» TASK:
Copy out the records below, replacing "white shirt" with "blue jacket" everywhere it appears and leaving everything else unchanged.

################

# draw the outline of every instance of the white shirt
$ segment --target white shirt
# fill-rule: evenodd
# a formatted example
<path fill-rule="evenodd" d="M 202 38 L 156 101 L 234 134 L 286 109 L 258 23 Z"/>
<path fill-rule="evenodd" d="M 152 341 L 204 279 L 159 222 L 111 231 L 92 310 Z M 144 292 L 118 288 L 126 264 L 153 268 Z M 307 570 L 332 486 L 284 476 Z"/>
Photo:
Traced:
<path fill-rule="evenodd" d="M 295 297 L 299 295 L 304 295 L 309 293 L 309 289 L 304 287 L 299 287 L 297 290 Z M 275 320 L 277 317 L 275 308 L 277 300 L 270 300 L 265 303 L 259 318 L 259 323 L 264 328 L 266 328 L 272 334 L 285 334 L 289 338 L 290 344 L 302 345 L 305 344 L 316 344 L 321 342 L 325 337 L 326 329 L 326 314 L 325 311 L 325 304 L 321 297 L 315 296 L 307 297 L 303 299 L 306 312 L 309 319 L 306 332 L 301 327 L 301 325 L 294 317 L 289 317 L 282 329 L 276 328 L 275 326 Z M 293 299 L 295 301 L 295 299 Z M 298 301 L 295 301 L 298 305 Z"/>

################

» RESPONSE:
# draw the outline of every instance of the blue jacket
$ segment --target blue jacket
# fill-rule: evenodd
# a formatted example
<path fill-rule="evenodd" d="M 202 38 L 156 101 L 234 134 L 286 109 L 258 23 Z"/>
<path fill-rule="evenodd" d="M 152 341 L 204 279 L 159 222 L 111 231 L 92 310 Z M 144 292 L 118 288 L 126 264 L 153 268 Z M 307 570 L 332 486 L 284 476 Z"/>
Photo:
Traced:
<path fill-rule="evenodd" d="M 295 297 L 299 295 L 304 295 L 309 293 L 309 289 L 304 287 L 299 287 L 297 290 Z M 275 320 L 277 317 L 275 308 L 277 300 L 270 300 L 265 303 L 259 318 L 259 323 L 264 328 L 266 328 L 272 334 L 285 334 L 289 338 L 290 344 L 302 345 L 305 344 L 316 344 L 321 342 L 325 337 L 326 329 L 326 314 L 325 311 L 325 304 L 321 297 L 315 296 L 307 297 L 303 299 L 306 312 L 309 319 L 306 332 L 301 327 L 301 325 L 294 317 L 289 317 L 282 329 L 276 328 L 275 326 Z M 293 299 L 295 301 L 295 299 Z M 298 301 L 295 301 L 298 305 Z"/>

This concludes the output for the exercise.